┌─ Textauszug

Zunächst sind Verdienstkürzungen während des Urlaubs (Bezugszeitraums des Urlaubsentgelts) unbeachtlich; der Arbeitnehmer behält das höhere Urlaubsentgelt, wie es sich aus dem Durchschnitt im Referenzzeitraum nach § 11 BUrlG (letzte 13 Wochen vor Urlaubsantritt) ergibt (vgl. BAG vom 20.09.2000 – 5 AZR 924/98, NZA 2001, 657). Verkürzt sich im Bezugszeitraum die Arbeitszeit durch Kurzarbeit, fällt zwar weniger Arbeitszeit aus, die bezahlt werden muss. Jedoch darf die Arbeitszeitverkürzung nicht dazu führen, dass der rechnerisch anteilig erworbene Urlaubsanspruch aus der Zeit vor der Arbeitszeitverkürzung dadurch mit weniger Urlaubsentgelt in Anspruch genommen wird (vgl. EuGH vom 22.04.2010 – C-486/08, NZA 2010, 557).

└─

Arbeitsaufträge |
A – Nennen Sie sämtliche Vorschriften und Gerichtsentscheidungen, auf die der Textauszug verweist.
B – Knüpfen Sie an den letzten Satz des Textauszugs zum Urlaubsentgelt bei Kurzarbeit an und schreiben Sie ihn weiter.
Die Datensätze sind eigenständiges Material und haben mit dem Textauszug nichts zu tun.

┌─ Gezeigte Datensätze

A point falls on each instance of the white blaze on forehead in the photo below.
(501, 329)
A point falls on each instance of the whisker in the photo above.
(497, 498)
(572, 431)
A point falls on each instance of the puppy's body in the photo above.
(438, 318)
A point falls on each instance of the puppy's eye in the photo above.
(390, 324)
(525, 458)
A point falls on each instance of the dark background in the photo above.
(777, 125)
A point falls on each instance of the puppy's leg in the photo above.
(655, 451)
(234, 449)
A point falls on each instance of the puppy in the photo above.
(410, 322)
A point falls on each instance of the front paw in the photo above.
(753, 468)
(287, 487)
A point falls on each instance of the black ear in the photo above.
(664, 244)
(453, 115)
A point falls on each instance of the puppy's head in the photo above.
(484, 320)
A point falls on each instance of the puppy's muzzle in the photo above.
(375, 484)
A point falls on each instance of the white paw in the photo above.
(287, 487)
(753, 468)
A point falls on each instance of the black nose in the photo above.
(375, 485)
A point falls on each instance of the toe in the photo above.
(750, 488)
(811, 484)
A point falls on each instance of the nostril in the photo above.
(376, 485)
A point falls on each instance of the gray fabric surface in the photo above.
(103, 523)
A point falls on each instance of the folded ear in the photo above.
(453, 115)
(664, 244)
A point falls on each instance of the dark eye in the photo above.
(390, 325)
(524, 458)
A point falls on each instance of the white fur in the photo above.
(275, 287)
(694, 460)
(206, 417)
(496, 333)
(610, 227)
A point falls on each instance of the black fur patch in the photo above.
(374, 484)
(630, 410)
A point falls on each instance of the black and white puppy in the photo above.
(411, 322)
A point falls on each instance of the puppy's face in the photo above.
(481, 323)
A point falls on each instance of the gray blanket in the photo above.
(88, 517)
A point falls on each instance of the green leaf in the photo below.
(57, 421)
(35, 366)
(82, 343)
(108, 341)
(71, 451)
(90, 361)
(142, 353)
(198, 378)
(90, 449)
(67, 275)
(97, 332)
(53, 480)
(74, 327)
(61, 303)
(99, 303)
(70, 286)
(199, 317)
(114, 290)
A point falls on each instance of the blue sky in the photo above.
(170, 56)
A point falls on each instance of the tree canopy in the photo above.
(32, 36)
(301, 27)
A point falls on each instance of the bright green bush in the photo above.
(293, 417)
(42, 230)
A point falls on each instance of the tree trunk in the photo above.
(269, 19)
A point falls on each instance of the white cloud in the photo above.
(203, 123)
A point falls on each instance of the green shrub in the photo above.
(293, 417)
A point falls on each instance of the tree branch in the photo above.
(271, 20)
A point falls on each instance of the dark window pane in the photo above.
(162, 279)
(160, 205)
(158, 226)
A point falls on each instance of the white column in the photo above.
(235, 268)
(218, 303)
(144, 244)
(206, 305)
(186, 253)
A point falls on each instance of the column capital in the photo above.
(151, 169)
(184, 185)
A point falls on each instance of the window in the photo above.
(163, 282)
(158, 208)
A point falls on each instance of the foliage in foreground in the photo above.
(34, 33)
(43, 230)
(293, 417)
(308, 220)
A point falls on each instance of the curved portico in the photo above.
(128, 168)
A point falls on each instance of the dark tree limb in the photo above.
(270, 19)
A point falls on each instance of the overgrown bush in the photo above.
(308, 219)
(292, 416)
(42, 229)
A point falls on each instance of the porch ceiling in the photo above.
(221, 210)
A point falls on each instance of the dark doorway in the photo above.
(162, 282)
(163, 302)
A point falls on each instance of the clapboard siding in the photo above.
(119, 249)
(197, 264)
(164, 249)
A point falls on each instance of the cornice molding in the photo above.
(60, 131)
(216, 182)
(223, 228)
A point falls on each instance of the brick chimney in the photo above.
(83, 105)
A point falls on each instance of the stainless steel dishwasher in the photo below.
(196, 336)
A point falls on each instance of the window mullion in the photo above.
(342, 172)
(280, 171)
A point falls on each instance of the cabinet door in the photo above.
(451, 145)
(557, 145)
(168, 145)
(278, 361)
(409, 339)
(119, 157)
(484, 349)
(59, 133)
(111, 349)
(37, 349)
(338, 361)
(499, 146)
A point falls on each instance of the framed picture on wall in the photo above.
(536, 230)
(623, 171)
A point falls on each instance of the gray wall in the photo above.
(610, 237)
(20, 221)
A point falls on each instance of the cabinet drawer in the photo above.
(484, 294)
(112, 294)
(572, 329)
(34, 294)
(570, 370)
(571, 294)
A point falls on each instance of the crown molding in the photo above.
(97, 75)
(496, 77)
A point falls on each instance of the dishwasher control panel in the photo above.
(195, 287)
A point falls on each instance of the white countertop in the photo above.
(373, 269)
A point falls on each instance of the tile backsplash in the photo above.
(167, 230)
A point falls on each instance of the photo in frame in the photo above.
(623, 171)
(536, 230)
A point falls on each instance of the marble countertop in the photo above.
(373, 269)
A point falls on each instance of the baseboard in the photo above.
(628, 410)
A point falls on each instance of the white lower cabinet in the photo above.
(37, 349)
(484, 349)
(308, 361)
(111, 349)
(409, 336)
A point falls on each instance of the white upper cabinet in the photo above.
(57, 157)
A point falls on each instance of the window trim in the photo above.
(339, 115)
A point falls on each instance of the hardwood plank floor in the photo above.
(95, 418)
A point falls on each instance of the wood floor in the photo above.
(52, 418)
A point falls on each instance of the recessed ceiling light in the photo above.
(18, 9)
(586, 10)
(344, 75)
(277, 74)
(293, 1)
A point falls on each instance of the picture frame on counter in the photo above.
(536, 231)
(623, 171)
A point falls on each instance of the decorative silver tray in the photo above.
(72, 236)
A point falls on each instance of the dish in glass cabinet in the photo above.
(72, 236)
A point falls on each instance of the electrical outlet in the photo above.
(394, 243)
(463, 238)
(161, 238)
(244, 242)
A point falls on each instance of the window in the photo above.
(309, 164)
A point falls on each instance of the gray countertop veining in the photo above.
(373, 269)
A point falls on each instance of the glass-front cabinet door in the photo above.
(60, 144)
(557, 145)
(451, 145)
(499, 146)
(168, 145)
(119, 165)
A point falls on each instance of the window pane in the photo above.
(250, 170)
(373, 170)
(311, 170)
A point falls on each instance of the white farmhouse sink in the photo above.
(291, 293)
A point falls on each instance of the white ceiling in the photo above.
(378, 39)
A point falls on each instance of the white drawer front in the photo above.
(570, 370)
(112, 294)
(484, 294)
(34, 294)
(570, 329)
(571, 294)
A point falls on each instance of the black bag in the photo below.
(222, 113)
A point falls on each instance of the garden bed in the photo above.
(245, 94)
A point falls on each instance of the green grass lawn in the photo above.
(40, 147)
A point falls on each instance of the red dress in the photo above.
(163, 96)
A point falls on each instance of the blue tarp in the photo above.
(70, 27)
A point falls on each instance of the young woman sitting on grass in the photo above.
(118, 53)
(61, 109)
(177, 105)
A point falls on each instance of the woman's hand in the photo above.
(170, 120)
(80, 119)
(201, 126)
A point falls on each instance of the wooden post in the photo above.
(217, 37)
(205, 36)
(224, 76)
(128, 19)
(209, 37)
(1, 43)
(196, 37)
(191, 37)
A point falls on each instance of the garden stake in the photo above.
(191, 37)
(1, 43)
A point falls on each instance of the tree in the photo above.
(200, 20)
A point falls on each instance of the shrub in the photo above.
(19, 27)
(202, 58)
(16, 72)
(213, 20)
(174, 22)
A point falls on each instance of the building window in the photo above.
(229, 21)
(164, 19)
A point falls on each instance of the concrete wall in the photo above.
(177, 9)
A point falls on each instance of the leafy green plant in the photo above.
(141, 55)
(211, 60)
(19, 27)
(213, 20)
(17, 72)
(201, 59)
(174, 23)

└─

Lösungen |
A – § 11 BUrlG; BAG vom 20.09.2000 – 5 AZR 924/98 (NZA 2001, 657); EuGH vom 22.04.2010 – C-486/08 (NZA 2010, 557)

B –
Zudem regelt § 11 Abs. 1 Satz 3 BUrlG, dass Verdienstkürzungen im Referenzzeitraum wegen Kurzarbeit unbeachtlich sind. Da dementsprechend das Urlaubsentgelt pro Urlaubstag gleich hoch bleibt, empfiehlt sich bei der konkreten Anordnung der Kurzarbeit die Verteilung derselben auf weniger regelmäßige Wochenarbeitstage als potentielle Einsparmöglichkeit, da sich die Anzahl der Urlaubstage gemäß Ziffer 1) proportional kürzt, während das Urlaubsentgelt pro Urlaubstag gleich hoch bleibt.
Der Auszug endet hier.